**STUDY QUESTIONS**
• A. In the Breeders' Cup interview, which three big meetings does Oisin Murphy say felt especially strange without fans?
• B. Carry on the Breeders' Cup interview after its final question, beginning with Oisin Murphy's reply.
----- EXTRACT TO READ -----
Some Breeders’ Cup Q and A with Oisin Murphy, Aidan O’ Brien, John Gosden, Ken McPeek, and Bob Baffert

November 2, 2020

There is a lot to take in when an event like the Breeders’ Cup is looming. At Past the Wire we love some good horse racing Q and A and we thought we’d bring you some to get you a leg up on this year’s event.

To start things off, we caught up with Champion Jockey Oisin Murphy who is looking forward to coming and competing in this year’s Breeders’ Cup.

Oisin has taken a short time to develop into a world class champion jockey winning major races all over the world.

Jonathan Stettin

It has been a crazy year in racing but we have managed to keep things going through the pandemic. How has it been different for you as a rider with no fans in the stands?

Oisin Murphy:

It’s been really really strange having no fans, especially at the big meetings like Ascot, Goodwood and York.

Jonathan Stettin:

Do you think the absence of fans has had any effect on the horses? Are they calmer? Is it an advantage for high strung horses?
----- DATA SHOWN -----
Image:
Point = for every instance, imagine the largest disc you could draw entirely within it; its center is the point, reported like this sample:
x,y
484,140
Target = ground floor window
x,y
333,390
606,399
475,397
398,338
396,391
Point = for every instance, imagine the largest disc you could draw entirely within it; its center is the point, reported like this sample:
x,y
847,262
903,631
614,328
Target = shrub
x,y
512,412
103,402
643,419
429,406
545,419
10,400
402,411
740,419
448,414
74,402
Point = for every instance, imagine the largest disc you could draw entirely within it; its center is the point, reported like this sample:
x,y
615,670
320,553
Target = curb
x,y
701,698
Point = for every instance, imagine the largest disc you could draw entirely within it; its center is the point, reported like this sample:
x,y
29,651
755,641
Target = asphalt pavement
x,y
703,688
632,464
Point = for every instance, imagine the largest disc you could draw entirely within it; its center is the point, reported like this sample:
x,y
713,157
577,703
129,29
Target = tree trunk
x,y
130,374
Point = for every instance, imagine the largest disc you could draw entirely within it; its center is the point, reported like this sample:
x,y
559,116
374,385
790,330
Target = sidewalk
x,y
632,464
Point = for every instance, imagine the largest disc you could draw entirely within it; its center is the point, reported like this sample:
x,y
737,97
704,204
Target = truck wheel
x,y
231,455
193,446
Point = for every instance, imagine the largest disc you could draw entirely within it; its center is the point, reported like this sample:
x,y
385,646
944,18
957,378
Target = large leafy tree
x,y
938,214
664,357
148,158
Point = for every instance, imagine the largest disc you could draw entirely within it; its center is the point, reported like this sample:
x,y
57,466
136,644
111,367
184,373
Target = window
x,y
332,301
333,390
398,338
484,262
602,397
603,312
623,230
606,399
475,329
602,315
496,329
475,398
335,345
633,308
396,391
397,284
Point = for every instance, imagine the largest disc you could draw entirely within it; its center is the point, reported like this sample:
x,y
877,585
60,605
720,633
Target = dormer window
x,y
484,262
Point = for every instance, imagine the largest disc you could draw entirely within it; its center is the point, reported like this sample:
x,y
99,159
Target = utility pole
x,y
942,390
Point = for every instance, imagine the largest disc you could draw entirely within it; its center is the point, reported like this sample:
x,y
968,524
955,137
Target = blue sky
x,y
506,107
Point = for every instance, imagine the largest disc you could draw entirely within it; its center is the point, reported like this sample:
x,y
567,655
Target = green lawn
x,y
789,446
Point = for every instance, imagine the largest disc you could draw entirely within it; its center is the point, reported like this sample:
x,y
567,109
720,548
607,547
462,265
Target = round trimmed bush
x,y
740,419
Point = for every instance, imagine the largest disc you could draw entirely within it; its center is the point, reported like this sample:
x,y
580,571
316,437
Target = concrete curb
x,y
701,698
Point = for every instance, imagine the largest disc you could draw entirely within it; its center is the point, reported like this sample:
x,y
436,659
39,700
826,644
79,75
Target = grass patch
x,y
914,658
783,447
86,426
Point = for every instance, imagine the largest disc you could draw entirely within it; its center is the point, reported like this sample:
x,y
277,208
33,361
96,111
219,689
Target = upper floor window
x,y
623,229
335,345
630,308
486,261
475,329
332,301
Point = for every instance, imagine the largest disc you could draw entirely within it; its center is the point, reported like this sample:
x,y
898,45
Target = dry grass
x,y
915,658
-----
**EXERCISE ANSWERS**
• A. Ascot, Goodwood and York.

• B.
Oisin Murphy:

Obviously the horses are much quieter and it has had a positive effect on most of them.From an adrenaline point of view though no, it’s not the same. It’s an advantage for highly strung horses, no doubt about it, no doubt.

Jonathan Stettin:

When you learned Kameko was skipping Champions Day in favor of the Breeders’ Cup what was your first thought?

OIsin Murphy:

I was on Kameko the other morning before a final decision was made but after hearing he was going to the Breeders’ Cup I was extremely pleased. Had he stayed at Ascot he would have faced a few horses who absolutely love the mud or boggy turf courses and I firmly believe Kameko is better on a sound or firm surface.

Jonathan Stettin:

Do you think Kameko will be well suited to US racing and if yes why?

Oisin Murphy:

I feel he should be fine in America because he has gate speed and he is a fast horse. Hopefully with a good draw he can get into a good position into the first turn, then travel down the back and turn into the straight in a perfect position to attack.

Jonathan Stettin:

You are a Champion Jockey with success in major races in different parts of the world, where does the Breeders’ Cup rank on the world stage as far as prestige and importance?

Oisin Murphy:

Oh, I’d love to win a Breeders’ Cup race. It would mean so much to get it on my CV. All the top riders have Breeders’ Cup victories to their name and it would just be massive. There is no better, it’s a great festival and gets such recognition. In other years so many stars from other sports and industries would go to the Breeders’ Cup. It’s a massive event.

Jonathan Stettin:

At this early point, who in addition to Kameko are you booked to ride and you can tell me a bit them?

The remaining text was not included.